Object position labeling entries
__________
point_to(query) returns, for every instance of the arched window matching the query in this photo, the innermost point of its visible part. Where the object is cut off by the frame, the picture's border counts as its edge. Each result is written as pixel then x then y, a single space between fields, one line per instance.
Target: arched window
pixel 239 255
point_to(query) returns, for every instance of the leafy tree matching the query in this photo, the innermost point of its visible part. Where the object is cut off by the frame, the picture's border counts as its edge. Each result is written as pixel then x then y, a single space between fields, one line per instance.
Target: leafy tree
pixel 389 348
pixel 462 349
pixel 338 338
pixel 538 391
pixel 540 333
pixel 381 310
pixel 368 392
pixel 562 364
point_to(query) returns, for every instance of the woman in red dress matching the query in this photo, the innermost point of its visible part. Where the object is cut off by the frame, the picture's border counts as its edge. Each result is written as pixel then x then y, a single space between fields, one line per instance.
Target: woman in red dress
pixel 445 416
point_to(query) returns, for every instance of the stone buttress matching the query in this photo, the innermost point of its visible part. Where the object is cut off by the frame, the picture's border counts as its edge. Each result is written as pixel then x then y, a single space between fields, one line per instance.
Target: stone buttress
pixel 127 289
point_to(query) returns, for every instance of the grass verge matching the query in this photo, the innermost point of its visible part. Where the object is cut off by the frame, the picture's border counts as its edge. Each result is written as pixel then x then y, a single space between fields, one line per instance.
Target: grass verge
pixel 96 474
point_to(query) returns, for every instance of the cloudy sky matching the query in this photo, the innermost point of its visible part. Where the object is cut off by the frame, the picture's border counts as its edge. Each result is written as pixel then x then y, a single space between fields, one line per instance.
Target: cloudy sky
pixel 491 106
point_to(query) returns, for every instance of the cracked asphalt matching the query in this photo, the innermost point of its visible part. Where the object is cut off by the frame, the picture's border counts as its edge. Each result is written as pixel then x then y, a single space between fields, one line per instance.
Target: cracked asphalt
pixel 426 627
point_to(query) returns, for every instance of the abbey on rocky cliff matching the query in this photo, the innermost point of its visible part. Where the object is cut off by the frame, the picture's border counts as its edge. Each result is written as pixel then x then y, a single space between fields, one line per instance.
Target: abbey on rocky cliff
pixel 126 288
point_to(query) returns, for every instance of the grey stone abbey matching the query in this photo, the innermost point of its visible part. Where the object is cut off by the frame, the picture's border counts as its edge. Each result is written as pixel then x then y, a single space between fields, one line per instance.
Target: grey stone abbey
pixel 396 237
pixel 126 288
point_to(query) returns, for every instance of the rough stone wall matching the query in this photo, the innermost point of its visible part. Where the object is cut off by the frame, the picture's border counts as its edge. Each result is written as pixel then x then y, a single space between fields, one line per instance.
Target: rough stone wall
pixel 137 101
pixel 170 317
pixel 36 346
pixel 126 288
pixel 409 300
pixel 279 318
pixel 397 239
__________
Return verbatim every line of the listing from the line containing "point_to(query) returns, for every instance of the rough" through the last line of the listing, with both ends included.

point_to(query) returns, for every instance of the rough stone wall matching the query in this photo, the innermost point of its visible part. Where the object is cut off by the frame, the picture's border counts as its edge. Each result is written as pixel then x then y, a single space between fields, one line per instance.
Target: rough stone wall
pixel 137 101
pixel 170 317
pixel 36 346
pixel 126 288
pixel 409 300
pixel 279 318
pixel 397 239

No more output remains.